Selected passage:
_ _ _

Finsbury Health Centre, Pine Street, northeast London
1938
Berthold Lubetkin Architect

Status : Grade I

Save Finsbury Health Centre
Decision by Health Secretary Alan Johnson : Islington Primary Care Trust asked to reappraise selling the building and investigate ways to keep it open, involving local stakeholders.

This good news follows recommendations made by the Secretary of State’s Independent Reconfiguration Panel. This website fully supports the campaign to keep the building open, well-maintained and properly connected to local people.

Finsbury Health Centre Sale
Islington Council voted unanimously to refer the proposed sale of Berthold Lubetkin’s Finsbury Health Centre to health secretary Alan Johnson
13 Feb 2009

Islington Primary Care Trust to sell Berthold Lubetkin's Finsbury Health Centre due to the large cost of refurbishment.

_ _ _

Records provided:
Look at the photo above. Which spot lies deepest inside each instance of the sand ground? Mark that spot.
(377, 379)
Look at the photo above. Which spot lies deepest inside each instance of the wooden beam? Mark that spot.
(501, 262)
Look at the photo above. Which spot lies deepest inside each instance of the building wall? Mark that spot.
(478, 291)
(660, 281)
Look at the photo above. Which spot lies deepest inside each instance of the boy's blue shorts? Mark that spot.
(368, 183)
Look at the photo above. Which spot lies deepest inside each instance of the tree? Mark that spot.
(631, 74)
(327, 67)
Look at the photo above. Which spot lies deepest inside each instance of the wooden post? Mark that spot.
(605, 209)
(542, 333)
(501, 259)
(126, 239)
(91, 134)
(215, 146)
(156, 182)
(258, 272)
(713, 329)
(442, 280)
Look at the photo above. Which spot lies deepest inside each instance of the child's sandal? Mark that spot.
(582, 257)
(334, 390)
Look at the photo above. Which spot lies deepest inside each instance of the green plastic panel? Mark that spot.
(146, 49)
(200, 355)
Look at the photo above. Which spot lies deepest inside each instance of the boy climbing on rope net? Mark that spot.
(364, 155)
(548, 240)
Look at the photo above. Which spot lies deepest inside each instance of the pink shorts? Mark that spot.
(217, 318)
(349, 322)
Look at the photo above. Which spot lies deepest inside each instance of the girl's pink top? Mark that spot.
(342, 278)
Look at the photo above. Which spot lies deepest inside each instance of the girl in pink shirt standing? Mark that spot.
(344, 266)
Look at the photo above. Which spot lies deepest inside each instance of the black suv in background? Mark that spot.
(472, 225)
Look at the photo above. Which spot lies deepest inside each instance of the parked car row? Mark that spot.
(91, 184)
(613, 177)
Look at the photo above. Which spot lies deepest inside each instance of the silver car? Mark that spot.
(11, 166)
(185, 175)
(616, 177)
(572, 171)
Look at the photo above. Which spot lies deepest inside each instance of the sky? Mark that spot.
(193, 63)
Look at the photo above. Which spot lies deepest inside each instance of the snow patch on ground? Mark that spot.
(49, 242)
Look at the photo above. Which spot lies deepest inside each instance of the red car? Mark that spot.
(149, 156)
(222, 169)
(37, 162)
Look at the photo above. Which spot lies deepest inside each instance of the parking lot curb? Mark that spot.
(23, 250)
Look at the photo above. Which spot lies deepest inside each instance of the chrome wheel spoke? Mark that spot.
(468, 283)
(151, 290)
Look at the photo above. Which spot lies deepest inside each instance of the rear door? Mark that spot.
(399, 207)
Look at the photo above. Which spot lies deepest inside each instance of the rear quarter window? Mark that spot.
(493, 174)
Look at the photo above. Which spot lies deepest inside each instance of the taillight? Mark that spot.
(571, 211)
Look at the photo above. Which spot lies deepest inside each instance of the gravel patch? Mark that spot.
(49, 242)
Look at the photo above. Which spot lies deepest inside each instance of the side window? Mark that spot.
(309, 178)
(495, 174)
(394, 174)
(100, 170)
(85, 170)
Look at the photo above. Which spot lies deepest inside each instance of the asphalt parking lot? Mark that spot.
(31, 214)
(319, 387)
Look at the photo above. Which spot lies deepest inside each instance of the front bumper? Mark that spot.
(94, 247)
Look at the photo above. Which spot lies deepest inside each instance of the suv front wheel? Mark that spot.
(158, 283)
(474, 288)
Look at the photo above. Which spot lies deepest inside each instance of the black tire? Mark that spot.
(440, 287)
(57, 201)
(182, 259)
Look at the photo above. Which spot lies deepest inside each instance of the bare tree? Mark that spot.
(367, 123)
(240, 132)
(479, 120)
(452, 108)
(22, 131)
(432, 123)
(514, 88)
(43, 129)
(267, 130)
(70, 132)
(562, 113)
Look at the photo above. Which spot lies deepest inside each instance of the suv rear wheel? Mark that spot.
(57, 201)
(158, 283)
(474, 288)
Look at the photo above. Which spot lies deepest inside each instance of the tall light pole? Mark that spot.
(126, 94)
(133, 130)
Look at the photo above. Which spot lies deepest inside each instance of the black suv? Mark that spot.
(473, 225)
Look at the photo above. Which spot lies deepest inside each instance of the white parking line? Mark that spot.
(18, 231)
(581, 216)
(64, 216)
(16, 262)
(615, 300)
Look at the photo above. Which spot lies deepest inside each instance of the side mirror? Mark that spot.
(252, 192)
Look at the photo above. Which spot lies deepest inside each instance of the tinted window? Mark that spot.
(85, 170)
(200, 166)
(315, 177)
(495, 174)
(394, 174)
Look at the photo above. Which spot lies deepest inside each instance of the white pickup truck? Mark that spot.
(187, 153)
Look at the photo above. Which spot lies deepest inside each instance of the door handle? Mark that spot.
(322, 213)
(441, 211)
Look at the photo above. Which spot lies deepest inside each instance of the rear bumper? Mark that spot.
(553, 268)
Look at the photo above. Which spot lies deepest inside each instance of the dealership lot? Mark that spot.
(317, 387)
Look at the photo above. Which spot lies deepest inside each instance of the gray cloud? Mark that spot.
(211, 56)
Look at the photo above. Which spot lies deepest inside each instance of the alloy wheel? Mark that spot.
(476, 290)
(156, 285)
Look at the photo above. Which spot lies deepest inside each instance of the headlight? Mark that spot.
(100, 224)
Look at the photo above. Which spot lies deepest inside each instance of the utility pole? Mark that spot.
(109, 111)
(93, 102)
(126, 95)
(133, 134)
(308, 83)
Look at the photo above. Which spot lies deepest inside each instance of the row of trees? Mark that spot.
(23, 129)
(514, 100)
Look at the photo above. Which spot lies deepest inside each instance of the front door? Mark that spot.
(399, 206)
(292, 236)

_ _ _

Task set:
#1 In the records, take the part that opens with the line containing "utility pole? Mark that spot." and runs through the end of the records, and write it out again with "front door" swapped for "entrance door", leaving everything else unchanged.
#2 Pick up the Finsbury Health Centre text where it stops and write its next few sentences.

Results by task:
#1
Look at the photo above. Which spot lies deepest inside each instance of the utility pole? Mark that spot.
(109, 111)
(93, 102)
(126, 95)
(133, 134)
(308, 83)
Look at the photo above. Which spot lies deepest inside each instance of the row of trees? Mark that spot.
(23, 129)
(514, 100)
Look at the photo above. Which spot lies deepest inside each instance of the entrance door? Mark that spot.
(399, 206)
(292, 236)

#2
29 Jan 2009

Finsbury Health Centre

Link to the Campaign to save this celebrated Modern building at the base of this page

FINSBURY HEALTH CENTRE, Pine Street, London EC1
Notes by John Allan, Avanti Architects, January 2009

ORIGINS
Finsbury Health Centre was commissioned by the Indian doctor Chuni Katial on behalf of the Public Health Committee of the former Metropolitan Borough Council of Finsbury and designed by the architectural partnership Tecton under the leadership of the Russian architect Berthold Lubetkin. It was opened by the King’s Physician Lord Horder in October 1938 and has remained in operation ever since. It offered a wide variety of health services to the people of Finsbury and was designed to be adaptable to new requirements as healthcare priorities developed and changed. It is one of the most significant achievements of the early Modern Movement in Britain, bringing together for the first time in a municipal building its social commitment, its architectural ideals and its technical innovation. It anticipated the foundation of the NHS by a clear decade and was acclaimed as a model of coordinated public health service provision in a radical building type. It is now listed Grade I.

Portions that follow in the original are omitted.